### Provided passage
--------------------------------

Policing communities: How the SAPS is failing to uphold LGBTI rights

From as early as 1995, the SAPS forbade employment discrimination in its ranks on the grounds of sexual orientation. (Joel Thungren, M&G)

From as early as 1995, the SAPS forbade employment discrimination in its ranks on the grounds of sexual orientation. (Joel Thungren, M&G)

On the global stage, South Africa continues to reap praise from activists who hail its commitment to LGBTI communities. But inside the country, the South African Police Service (SAPS) is perpetuating discrimination against gay and lesbian communities. It is particularly those who are black who continue to fear the police.

On a Thursday afternoon in November, Akhona Mdletshe (22) walked into the Pretoria Central SAPS station to certify copies of her university results. She showed a police officer her ID, but her documents were not stamped.

“The police officer told me I look like a girl in my ID, but like a boy in person,” Mdletshe, who was a digital marketing student at Vega, said.

She was  younger and less confident in her ID photo. In the years between then and now, she identified as lesbian and came out. 

“As much as I have changed, you can see that I’m still female. My physical features are still very much female. The only difference is that I’m now a cross-dresser and my hair is shorter than it was,” Mdletshe said.

She said the police officers assumed her sexuality because of how she looked. While she stood in front of them, the first officer showed her ID to his colleagues and they laughed.

“There were people there watching,” Mdletshe said. “For the first time, I felt very much assaulted. Usually, I ignore these things. I’ve heard stories, but now it was me in that situation and I felt unfairly treated.”

She was told to get help “somewhere else”, so she jumped on a train to Johannesburg, and got her documents certified at a more helpful police station. It took her a total of six hours to get a police stamp on her results and get back Pretoria.

A country praised by activists
South Africa’s protection of LGBTI rights has been praised by activists across the globe. Steven Anderson, the “pastor of hate”, was denied entry into South Africa because he promotes social violence against the LGBTI community, while recently the government voted at the United Nations that the work of a pro-LGBTI expert to monitor LGBTI hate crimes should continue.

The department of justice and constitutional development has also established the National LGBTI Task Team (NTT) “to address human rights concerns and violations amongst LGBTI persons”.

But problems remain. It’s difficult to pinpoint how widespread homophobic sentiment is in the SAPS because of a lack of data, but the fight to better educate the police service has been ongoing for years.

“Research done in 2006 and featured in one of our information booklets stated that many LGBTI people feared going to the police as victims because of secondary victimisation,” Matthew Clayton, a research and policy manager at the Triangle Project advocacy group, told the Mail & Guardian

“So while we don’t know how homophobic the police are, we have a decent understanding of how they are perceived by the LGBTI communities.”

--------------------------------

### Collected data
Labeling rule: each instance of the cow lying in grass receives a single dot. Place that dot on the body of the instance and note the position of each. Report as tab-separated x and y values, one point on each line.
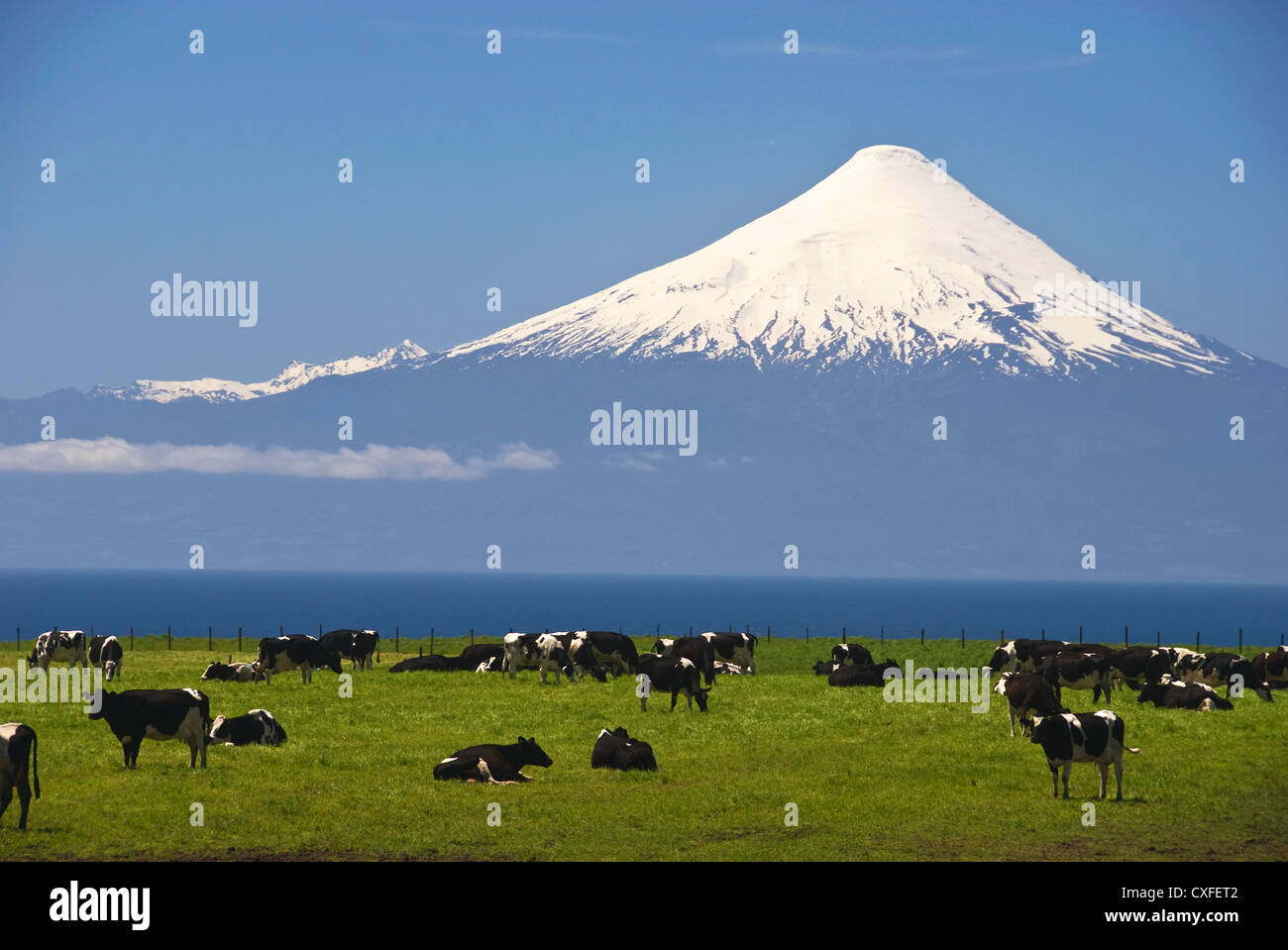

--------------------------------

### Task to carry out
In the article on the SAPS and LGBTI rights, how long did it take Akhona Mdletshe to get a police stamp on her results and return to Pretoria?

### Answer to this task
Six hours in total.